## Trecho selecionado:

Apesar do esforço físico e da fome, muitos estavam sem apetite. É que muita gente pegava hepatite tóxica por causa dos defensivos agrícolas usados no algodão.

Usavam o BuTIFOS — composto organofosforado, da mesma família dos agentes químicos usados como armas. Servia para fazer o algodão perder as folhas, facilitando a colheita com máquinas. Às vezes não funcionava — e mandavam a gente. As folhas ficavam grudadas com aquele veneno. E com essas mãos sujas a gente comia — nem sempre tinha água potável. Às vezes bebíamos água dos canais. Então, além de hepatite, pegávamos giardíase (lambliose).

República Socialista Soviética do Tadjiquistão, 1987. Equipes do destacamento aéreo unificado de Leninabad realizando a desfolhação das plantações de algodão. Foto de Boris Korzin / ITAR-TASS

Eu senti os efeitos no fígado e na vesícula por muitos anos.

Se você adoecesse, só ficava no barracão se tivesse febre acima de 38,5°C. Caso contrário — campo! Uma vez eu peguei algo, talvez vírus, talvez só gripe. Me mandaram ao campo. De tarde, desmaiei de exaustão. Caminhei quilômetros até o barracão. Caí direto no beliche. Febre de 39,5°C. Delirando.

Na colheita, era como estar preso. Sem arame farpado, sem guardas armados. Mas ninguém fugia — o medo da expulsão te prendia.

Até os pais perceberam a semelhança com presídio ou campo de concentração. Um deles visitou a filha de manhã, na hora de sair para o campo. Ficou chocado: “Cem estudantes, 17 a 18 anos, em fila. Ninguém ri. Todos sérios, cansados logo cedo. Parecem presos!”

E era isso mesmo: toda manhã acordávamos com dor lancinante nas costas, da lombar ao pescoço. Levar uns minutos só para conseguir se dobrar.

República Socialista Soviética do Tadjiquistão. Colheita mecanizada de algodão nos campos do sovjose “Moscou”. Foto de Vladimir Stechentsev / ITAR-TASS

Antecipando objeções dos que também foram a trabalhos agrícolas na URSS — na Rússia, Moldávia, Ucrânia — e não viveram esse horror:

Sim, a URSS era diferente em cada lugar.

Na Ásia Central, Cazaquistão, no Cáucaso — a legalidade era dez vezes menor que na RSFSR ou Ucrânia. Lá se aplicava perfeitamente a tese dos bolcheviques sobre a opressão adicional nas “periferias nacionais” — só que no “socialismo”.

## Instruções:
• a. No relato sobre a colheita de algodão, qual febre era preciso ter para poder ficar no barracão?
• b. Copie ao pé da letra o trecho do relato sobre a colheita de algodão que vai de "República Socialista Soviética do Tadjiquistão, 1987." até "por muitos anos.".
• c. Retome o relato sobre a colheita de algodão e continue a escrita a partir de onde ele termina.

## Trechos das linhas:
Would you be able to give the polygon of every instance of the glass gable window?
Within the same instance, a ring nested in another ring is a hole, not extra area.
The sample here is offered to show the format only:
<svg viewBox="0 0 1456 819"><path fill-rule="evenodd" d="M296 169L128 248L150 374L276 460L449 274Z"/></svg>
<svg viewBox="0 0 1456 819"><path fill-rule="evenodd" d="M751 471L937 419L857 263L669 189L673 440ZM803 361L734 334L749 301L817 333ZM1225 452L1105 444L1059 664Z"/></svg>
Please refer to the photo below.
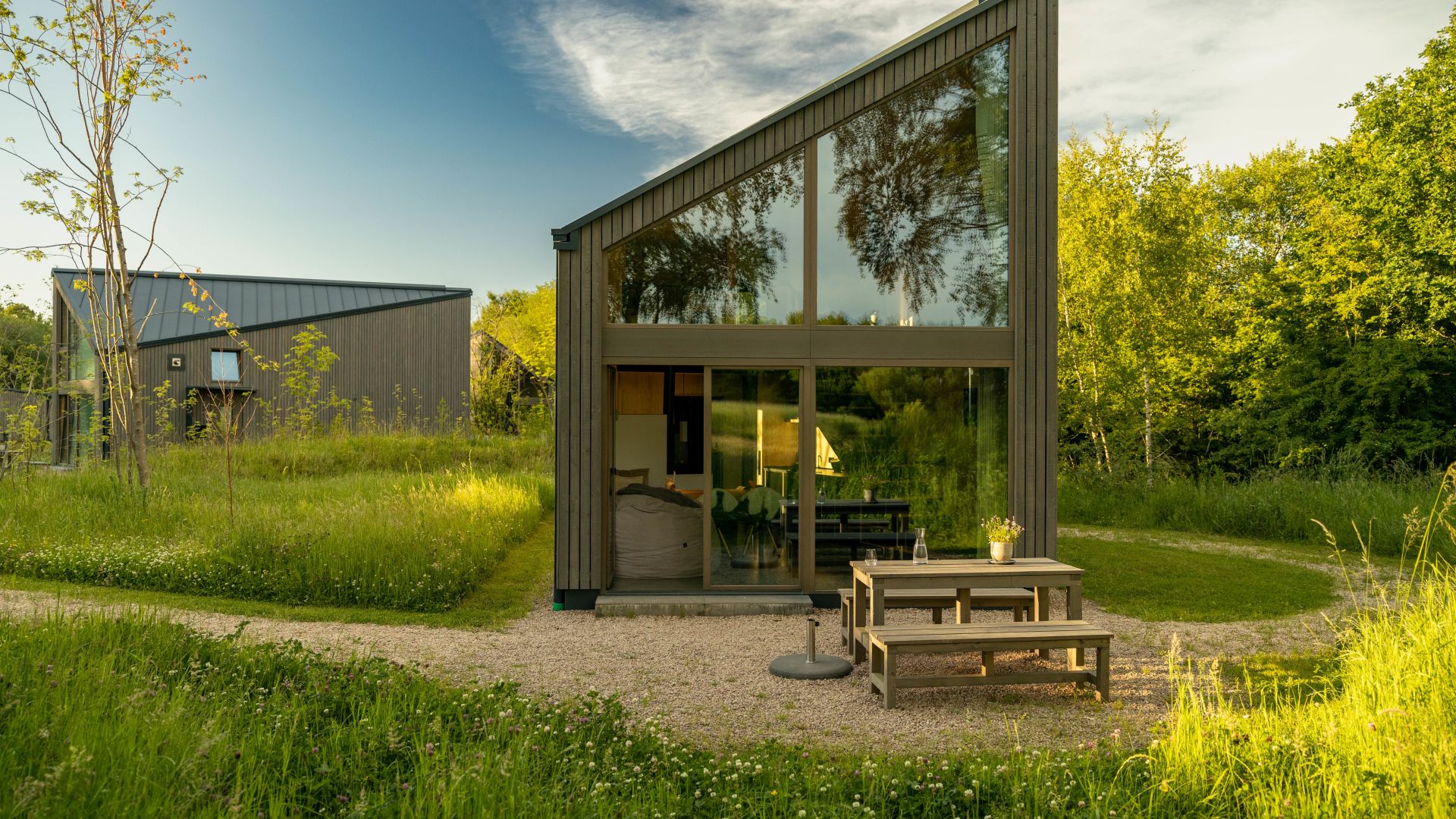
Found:
<svg viewBox="0 0 1456 819"><path fill-rule="evenodd" d="M986 557L980 522L1005 516L1009 500L1008 376L1005 367L818 367L818 589L846 586L849 561L866 548L909 560L917 528L932 557Z"/></svg>
<svg viewBox="0 0 1456 819"><path fill-rule="evenodd" d="M804 152L607 251L613 324L802 324Z"/></svg>
<svg viewBox="0 0 1456 819"><path fill-rule="evenodd" d="M213 350L213 380L242 380L242 361L236 350Z"/></svg>
<svg viewBox="0 0 1456 819"><path fill-rule="evenodd" d="M1009 52L818 140L818 324L1008 325Z"/></svg>
<svg viewBox="0 0 1456 819"><path fill-rule="evenodd" d="M90 380L96 377L96 348L92 347L90 340L86 337L86 331L74 319L70 322L67 338L70 340L70 344L66 348L67 379Z"/></svg>

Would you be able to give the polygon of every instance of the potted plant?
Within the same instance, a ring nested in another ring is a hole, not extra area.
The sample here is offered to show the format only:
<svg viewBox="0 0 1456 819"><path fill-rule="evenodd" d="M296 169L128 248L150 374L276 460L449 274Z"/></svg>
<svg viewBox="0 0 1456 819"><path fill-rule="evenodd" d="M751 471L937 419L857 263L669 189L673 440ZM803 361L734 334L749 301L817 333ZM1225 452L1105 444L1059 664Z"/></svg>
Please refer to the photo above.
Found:
<svg viewBox="0 0 1456 819"><path fill-rule="evenodd" d="M986 529L986 539L992 542L992 563L1010 563L1016 541L1024 532L1016 519L996 516L990 520L981 520L981 529Z"/></svg>
<svg viewBox="0 0 1456 819"><path fill-rule="evenodd" d="M875 503L875 490L885 485L885 482L874 475L865 475L859 479L859 485L865 490L865 503Z"/></svg>

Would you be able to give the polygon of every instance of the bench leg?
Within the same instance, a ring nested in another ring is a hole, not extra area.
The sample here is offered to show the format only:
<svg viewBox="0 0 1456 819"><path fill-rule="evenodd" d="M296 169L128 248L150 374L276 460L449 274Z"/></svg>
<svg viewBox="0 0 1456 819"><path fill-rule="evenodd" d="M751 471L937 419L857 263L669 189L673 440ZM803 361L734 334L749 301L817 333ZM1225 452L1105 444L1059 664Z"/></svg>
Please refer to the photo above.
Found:
<svg viewBox="0 0 1456 819"><path fill-rule="evenodd" d="M884 686L875 685L875 675L885 673L885 650L878 646L874 640L869 641L869 694L884 697Z"/></svg>
<svg viewBox="0 0 1456 819"><path fill-rule="evenodd" d="M1112 701L1112 647L1098 646L1096 650L1096 698L1102 702Z"/></svg>
<svg viewBox="0 0 1456 819"><path fill-rule="evenodd" d="M895 707L895 653L893 648L885 646L884 663L885 666L885 708Z"/></svg>
<svg viewBox="0 0 1456 819"><path fill-rule="evenodd" d="M855 579L855 611L853 619L849 624L849 653L850 660L855 663L865 662L865 647L859 643L859 631L868 625L869 619L869 595L866 593L865 584Z"/></svg>
<svg viewBox="0 0 1456 819"><path fill-rule="evenodd" d="M1082 584L1067 586L1067 619L1082 619ZM1086 667L1086 651L1083 648L1067 648L1067 669L1077 670Z"/></svg>
<svg viewBox="0 0 1456 819"><path fill-rule="evenodd" d="M1035 614L1037 622L1047 622L1048 619L1051 619L1051 589L1045 586L1037 586L1034 589L1034 593L1035 593L1034 606L1037 609ZM1042 660L1050 660L1051 648L1042 648L1041 651L1037 651L1037 654L1040 654Z"/></svg>

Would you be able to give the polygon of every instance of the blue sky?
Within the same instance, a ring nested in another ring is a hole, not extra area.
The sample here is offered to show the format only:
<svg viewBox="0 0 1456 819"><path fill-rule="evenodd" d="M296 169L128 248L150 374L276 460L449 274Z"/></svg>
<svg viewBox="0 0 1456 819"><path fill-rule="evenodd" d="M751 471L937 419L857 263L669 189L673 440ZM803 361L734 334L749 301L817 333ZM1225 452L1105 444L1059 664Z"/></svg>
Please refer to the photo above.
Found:
<svg viewBox="0 0 1456 819"><path fill-rule="evenodd" d="M162 240L204 273L486 290L549 229L954 10L943 0L165 0L207 80L132 137L185 169ZM19 10L36 6L19 0ZM1338 137L1449 0L1063 0L1061 119L1174 119L1194 160ZM0 101L0 136L44 156ZM54 240L0 157L0 246ZM149 264L149 267L157 267ZM0 256L45 297L50 264Z"/></svg>

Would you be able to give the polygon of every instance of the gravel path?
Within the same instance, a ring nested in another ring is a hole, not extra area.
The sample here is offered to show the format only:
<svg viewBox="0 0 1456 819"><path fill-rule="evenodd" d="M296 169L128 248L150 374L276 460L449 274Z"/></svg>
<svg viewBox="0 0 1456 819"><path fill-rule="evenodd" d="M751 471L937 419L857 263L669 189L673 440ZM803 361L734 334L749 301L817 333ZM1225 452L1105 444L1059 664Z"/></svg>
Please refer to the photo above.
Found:
<svg viewBox="0 0 1456 819"><path fill-rule="evenodd" d="M1088 532L1079 532L1088 533ZM1204 541L1198 548L1219 548ZM1248 554L1249 546L1227 551ZM1257 551L1257 549L1255 549ZM1287 560L1284 554L1261 554ZM1318 565L1318 564L1307 564ZM1337 609L1353 600L1342 592ZM77 599L0 590L0 614L33 616L95 609ZM597 618L591 612L553 612L543 602L505 631L430 627L291 622L169 609L179 622L211 634L229 634L242 619L255 640L300 640L341 653L373 653L428 666L428 673L459 683L496 678L518 681L536 694L619 695L642 717L658 716L680 736L709 745L760 739L826 745L842 749L948 751L1008 745L1070 748L1121 730L1124 740L1144 742L1166 714L1168 651L1176 640L1192 657L1243 656L1257 651L1310 648L1331 638L1325 615L1232 624L1143 622L1086 602L1083 616L1111 630L1112 695L1104 705L1070 685L1018 685L910 689L894 711L869 694L868 663L837 681L795 682L767 673L769 660L804 651L804 625L796 616ZM1053 616L1064 616L1060 599ZM984 619L1005 612L977 612ZM891 622L914 622L926 612L891 611ZM839 612L818 612L821 651L839 651ZM1054 653L1053 663L1064 660ZM906 670L949 669L952 657L909 657ZM1038 663L1031 653L997 656L1005 670ZM971 660L967 670L978 663Z"/></svg>

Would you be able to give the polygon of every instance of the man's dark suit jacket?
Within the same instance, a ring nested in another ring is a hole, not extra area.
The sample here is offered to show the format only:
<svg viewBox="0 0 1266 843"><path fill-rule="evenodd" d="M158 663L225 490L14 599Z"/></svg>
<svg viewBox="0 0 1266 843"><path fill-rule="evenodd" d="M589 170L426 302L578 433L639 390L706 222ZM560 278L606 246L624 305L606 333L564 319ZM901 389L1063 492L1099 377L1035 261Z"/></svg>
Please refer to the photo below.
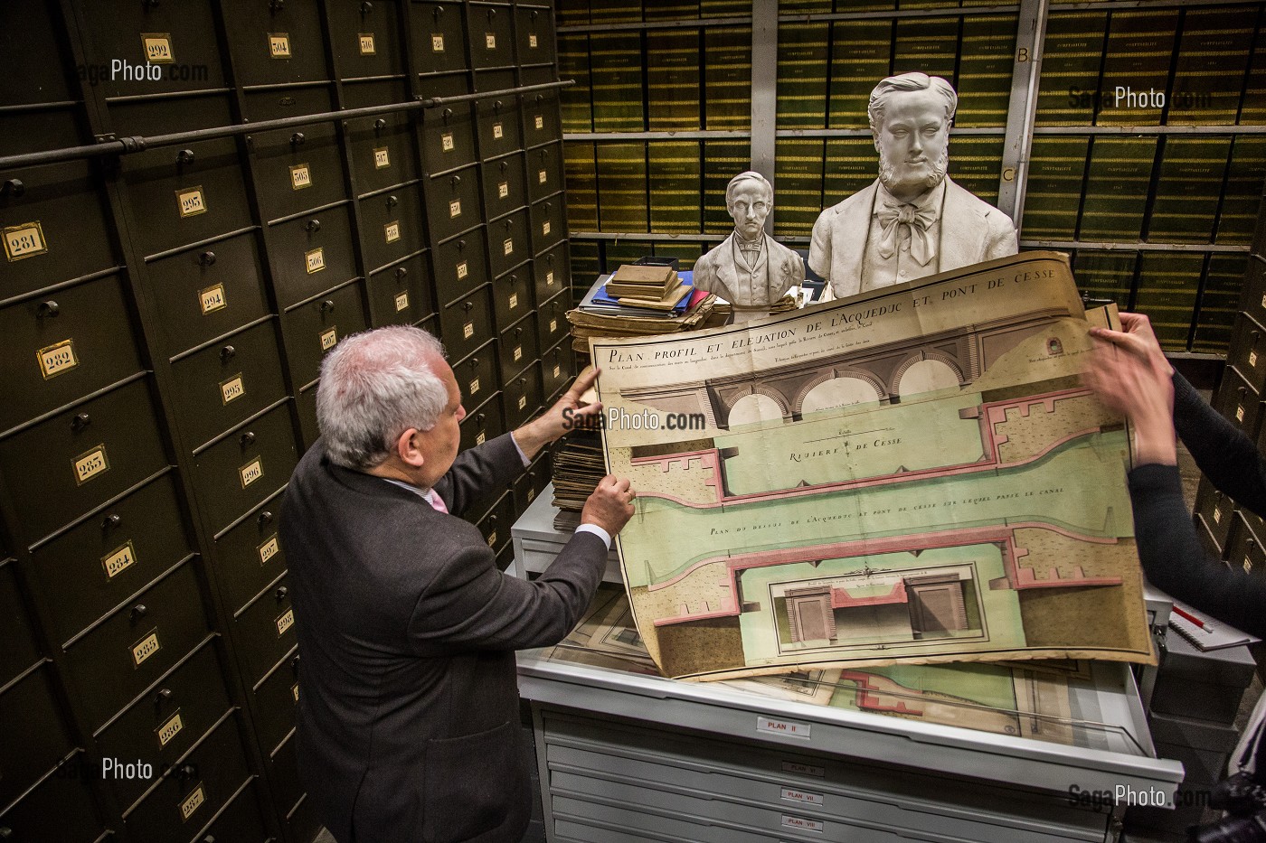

## Resultados do exercício:
• a. Febre acima de 38,5°C.

• b.
República Socialista Soviética do Tadjiquistão, 1987. Equipes do destacamento aéreo unificado de Leninabad realizando a desfolhação das plantações de algodão. Foto de Boris Korzin / ITAR-TASS

Eu senti os efeitos no fígado e na vesícula por muitos anos.

• c.
Nós, de Tashkent, só enfrentávamos esse trabalho escravo quando virávamos estudantes. Mas, fora da capital, crianças eram levadas ao algodão desde o primeiro ano escolar! Não só no outono (colheita), mas na primavera (capina). Por isso, vinham para o curso com conhecimento escolar fraco. Muitos nem sabiam russo — e as aulas eram todas em russo. Passavam o primeiro ano sem entender nada. E depois… viravam médicos! Mas isso é outro tema.

Agora, sobre o trabalho escravo:

Estudantes e escolares eram usados como escravos não só no algodão. Por exemplo, depois do primeiro ano, passamos metade das férias num “batalhão de construção”. Construímos uma escola num bairro de Tashkent. Não recebemos um tostão. Depois, o filho de um promotor reclamou com o pai. Pagaram… 5 rublos! Por um mês e meio de trabalho. Sob 40°C. Todos os dias jogando 10–15 toneladas de mistura de concreto com a pá.

República Socialista Soviética do Quirguistão, 1988. Crianças da escola-internato do povoado de Kochkor-Ata, mobilizadas para a colheita de algodão, durante o almoço. Foto de M. Ashirbaev / Fotocronologia da TASS

E o mais absurdo: nem nos passava pela cabeça reclamar! Fomos tão acostumados pelo regime comunista a trabalhar de graça, à força, que nem cogitávamos exigir nada!

Sim, em outras repúblicas da URSS, mandavam estudantes à colheita de batata, hortaliças — também sem perguntar se queriam. “O partido mandou: ‘Tem que ir’, o Komsomol respondeu: ‘Às ordens!’”

Talvez as condições fossem melhores. Talvez a comida fosse decente. Mas o trabalho era forçado — e, portanto, escravo.

Bons senhores romanos e americanos também cuidavam bem dos escravos. Mas eles continuavam sendo escravos.

No Uzbequistão Soviético Socialista, o trabalho escravo era brutal. E até hoje, no “livre e democrático” Uzbequistão, estudantes e escolares ainda são forçados a colher algodão. Pesquise por aí.

Portanto, se você sente saudades profundas da URSS, vá até o Uzbequistão, experimente uma campanha de colheita de algodão. Eles sempre precisam de mão de obra. Segundo a OIT, só recentemente pararam de usar trabalho infantil. Depois, poste fotos e conte como foi. Vamos adorar ver. Não demore!